[Ítems de datos]
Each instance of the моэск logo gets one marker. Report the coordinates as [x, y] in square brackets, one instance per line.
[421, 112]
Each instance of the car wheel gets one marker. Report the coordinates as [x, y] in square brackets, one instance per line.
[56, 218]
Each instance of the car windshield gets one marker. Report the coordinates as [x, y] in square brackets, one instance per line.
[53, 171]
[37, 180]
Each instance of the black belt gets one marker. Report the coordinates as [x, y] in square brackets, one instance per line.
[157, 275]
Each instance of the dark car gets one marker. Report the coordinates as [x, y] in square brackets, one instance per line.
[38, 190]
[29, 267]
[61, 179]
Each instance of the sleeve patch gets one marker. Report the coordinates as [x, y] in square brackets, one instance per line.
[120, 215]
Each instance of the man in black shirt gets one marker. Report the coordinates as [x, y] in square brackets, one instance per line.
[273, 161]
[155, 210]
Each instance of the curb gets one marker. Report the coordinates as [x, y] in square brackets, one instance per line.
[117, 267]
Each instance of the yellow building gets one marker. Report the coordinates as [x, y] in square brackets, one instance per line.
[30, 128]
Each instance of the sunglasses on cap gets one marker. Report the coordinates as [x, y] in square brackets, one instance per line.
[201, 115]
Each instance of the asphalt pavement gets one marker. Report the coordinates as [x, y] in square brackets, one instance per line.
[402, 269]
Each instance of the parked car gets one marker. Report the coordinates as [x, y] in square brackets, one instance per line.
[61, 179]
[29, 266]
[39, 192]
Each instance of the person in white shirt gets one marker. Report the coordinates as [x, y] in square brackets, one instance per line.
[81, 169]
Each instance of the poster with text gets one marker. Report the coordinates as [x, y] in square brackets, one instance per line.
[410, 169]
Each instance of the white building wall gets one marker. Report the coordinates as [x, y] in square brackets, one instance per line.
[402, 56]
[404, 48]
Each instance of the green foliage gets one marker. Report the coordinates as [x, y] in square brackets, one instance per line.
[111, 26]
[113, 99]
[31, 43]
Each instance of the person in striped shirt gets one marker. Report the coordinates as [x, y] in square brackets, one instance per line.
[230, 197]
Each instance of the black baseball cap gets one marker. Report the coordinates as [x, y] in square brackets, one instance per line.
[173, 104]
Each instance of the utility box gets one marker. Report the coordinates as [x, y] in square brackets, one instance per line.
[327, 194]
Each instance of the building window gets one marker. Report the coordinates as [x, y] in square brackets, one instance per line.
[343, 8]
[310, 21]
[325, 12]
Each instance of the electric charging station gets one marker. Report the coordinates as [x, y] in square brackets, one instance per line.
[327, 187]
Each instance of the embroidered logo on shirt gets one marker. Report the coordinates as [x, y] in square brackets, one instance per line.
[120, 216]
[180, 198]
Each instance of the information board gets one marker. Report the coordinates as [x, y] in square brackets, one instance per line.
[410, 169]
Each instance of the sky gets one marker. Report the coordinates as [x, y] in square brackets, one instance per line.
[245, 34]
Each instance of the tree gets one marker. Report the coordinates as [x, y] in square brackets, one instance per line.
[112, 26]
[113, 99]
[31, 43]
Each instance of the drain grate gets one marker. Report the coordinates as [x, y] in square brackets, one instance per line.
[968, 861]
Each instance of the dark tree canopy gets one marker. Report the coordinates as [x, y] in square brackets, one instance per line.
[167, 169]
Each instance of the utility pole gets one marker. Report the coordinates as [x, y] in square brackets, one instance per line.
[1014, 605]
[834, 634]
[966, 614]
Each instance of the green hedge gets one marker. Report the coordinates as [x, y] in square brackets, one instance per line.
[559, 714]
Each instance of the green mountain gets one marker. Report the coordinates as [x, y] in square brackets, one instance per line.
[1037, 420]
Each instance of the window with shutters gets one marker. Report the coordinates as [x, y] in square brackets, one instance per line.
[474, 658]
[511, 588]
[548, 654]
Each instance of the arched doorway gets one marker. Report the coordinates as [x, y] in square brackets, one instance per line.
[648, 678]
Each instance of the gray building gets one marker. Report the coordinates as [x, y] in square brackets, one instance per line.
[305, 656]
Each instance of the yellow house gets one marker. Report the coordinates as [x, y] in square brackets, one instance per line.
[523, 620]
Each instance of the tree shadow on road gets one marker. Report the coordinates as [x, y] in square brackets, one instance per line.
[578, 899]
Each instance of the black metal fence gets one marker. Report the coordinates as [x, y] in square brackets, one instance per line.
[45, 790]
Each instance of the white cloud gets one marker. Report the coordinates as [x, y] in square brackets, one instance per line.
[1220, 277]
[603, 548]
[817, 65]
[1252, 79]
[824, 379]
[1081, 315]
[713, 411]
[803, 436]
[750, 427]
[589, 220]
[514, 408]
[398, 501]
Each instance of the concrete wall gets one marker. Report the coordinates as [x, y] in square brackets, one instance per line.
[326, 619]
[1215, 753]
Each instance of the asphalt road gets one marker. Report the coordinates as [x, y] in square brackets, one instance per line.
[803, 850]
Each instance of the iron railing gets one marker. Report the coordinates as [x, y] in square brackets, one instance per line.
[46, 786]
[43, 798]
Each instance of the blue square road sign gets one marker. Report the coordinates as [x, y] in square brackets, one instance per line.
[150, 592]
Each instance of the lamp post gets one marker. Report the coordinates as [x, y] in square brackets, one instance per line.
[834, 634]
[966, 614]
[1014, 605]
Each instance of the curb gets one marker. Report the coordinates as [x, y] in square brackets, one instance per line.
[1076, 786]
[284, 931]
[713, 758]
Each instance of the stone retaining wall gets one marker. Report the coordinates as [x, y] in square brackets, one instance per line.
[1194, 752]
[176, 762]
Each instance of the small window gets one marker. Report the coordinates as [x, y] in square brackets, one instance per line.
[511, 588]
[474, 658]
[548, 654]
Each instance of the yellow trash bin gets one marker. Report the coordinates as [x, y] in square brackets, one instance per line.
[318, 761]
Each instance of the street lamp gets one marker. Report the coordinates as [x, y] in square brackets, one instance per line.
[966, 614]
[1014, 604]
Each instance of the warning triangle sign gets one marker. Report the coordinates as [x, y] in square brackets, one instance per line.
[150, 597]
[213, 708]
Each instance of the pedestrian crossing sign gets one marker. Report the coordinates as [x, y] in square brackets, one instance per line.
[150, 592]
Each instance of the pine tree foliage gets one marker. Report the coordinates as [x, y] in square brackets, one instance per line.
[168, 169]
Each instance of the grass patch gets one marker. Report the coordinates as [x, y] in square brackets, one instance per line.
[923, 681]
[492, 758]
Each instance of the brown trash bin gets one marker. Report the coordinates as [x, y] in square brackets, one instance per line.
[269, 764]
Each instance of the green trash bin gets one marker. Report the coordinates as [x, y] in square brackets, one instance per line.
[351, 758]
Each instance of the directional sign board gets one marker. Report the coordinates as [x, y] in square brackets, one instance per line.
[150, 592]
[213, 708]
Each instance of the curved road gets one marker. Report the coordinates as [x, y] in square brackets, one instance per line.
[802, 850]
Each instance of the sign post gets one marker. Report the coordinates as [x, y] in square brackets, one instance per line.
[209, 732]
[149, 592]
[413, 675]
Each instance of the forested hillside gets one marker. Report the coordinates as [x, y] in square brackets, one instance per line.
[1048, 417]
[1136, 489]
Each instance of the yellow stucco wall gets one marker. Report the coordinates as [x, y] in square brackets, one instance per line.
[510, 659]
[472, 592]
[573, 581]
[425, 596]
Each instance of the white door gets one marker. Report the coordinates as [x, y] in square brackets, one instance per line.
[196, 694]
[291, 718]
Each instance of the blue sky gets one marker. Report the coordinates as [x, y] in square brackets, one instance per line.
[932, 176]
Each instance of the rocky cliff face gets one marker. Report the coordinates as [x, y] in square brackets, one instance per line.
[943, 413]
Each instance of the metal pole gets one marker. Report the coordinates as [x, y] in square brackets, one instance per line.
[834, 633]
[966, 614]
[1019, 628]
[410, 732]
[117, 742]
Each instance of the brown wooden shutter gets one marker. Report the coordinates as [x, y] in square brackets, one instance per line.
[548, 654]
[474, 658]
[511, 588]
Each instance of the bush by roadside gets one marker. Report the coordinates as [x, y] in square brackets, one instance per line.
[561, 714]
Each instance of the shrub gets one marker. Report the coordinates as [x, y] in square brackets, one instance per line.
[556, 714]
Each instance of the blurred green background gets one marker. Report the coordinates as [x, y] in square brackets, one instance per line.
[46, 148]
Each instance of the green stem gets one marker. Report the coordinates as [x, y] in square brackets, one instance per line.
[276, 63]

▶ **Tarea asignada**:
Copia de nuevo los ítems desde la línea que contiene "Each instance of the blue sky" hasta el final, ambos extremos incluidos. Reemplaza "metal pole" por "iron pole" y deja todo lo demás igual.

▶ **Respuesta del ejercicio**:
Each instance of the blue sky gets one marker. Report the coordinates as [x, y] in square brackets, one instance per line.
[932, 176]
Each instance of the rocky cliff face gets one marker. Report the coordinates as [x, y] in square brackets, one instance per line.
[943, 413]
Each instance of the iron pole gets one marker. Report the coordinates as [x, y] in square brackets, one instance per line.
[834, 633]
[966, 614]
[1019, 628]
[410, 732]
[117, 742]
Each instance of the brown wooden shutter gets one marker. Report the coordinates as [x, y] in square brackets, one instance per line.
[548, 654]
[474, 658]
[511, 588]
Each instance of the bush by roadside gets one marker. Report the coordinates as [x, y] in square brackets, one instance per line.
[561, 714]
Each instance of the shrub gets one marker. Report the coordinates as [x, y] in square brackets, one instance per line.
[556, 714]
Each instance of the blurred green background gets one marker. Report the coordinates as [x, y] in square brackets, one instance per line.
[46, 148]
Each instance of the green stem gets one marker. Report the coordinates as [x, y] in square brackets, one instance per line.
[276, 63]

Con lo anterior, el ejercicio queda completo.